### Your objective:
Rewrite only the lines starting at the one containing "Pinpoint every instance of coat hood" and ending at the one containing "[218,59,317,190]", changing "instance" to "occurrence" and leaving everything else as it is.

### Dataset records:

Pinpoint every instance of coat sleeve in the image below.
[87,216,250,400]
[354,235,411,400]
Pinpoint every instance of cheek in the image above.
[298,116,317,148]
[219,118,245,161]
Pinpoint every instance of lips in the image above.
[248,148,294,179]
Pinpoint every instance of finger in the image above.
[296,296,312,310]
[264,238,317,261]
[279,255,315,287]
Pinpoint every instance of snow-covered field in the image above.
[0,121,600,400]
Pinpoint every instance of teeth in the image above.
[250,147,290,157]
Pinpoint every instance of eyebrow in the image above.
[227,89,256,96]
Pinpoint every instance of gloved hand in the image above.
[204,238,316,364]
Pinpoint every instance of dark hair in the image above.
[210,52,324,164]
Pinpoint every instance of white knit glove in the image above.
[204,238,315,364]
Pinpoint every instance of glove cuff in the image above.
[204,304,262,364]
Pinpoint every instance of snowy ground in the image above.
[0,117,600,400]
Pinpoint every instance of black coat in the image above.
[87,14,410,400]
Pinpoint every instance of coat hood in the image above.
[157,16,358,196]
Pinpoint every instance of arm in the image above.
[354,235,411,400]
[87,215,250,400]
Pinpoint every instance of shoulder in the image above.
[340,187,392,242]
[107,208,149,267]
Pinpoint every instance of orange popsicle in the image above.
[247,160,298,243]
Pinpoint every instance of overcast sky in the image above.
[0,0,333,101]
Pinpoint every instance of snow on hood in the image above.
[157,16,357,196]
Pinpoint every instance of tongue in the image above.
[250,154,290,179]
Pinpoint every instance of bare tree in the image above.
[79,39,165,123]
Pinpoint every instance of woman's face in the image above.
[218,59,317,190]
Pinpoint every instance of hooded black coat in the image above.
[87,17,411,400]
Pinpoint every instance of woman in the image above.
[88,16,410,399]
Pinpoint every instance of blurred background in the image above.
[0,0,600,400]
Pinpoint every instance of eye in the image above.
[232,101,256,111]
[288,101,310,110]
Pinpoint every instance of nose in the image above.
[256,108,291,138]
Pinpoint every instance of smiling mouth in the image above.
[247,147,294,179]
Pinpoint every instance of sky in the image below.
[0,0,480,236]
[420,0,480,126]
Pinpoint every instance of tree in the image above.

### Answer to the task:
Pinpoint every occurrence of coat hood in the image above.
[157,16,358,196]
Pinpoint every occurrence of arm in the image above.
[354,235,411,400]
[87,215,250,400]
Pinpoint every occurrence of shoulder in the image above.
[340,187,392,242]
[107,208,149,267]
Pinpoint every occurrence of orange popsicle in the image above.
[247,160,298,243]
Pinpoint every occurrence of overcast sky in the image above.
[0,0,333,101]
Pinpoint every occurrence of snow on hood in the image above.
[157,16,357,196]
Pinpoint every occurrence of tongue in the image above.
[250,154,290,179]
Pinpoint every occurrence of bare tree in the image above.
[79,39,165,123]
Pinpoint every occurrence of woman's face in the image above.
[218,59,317,190]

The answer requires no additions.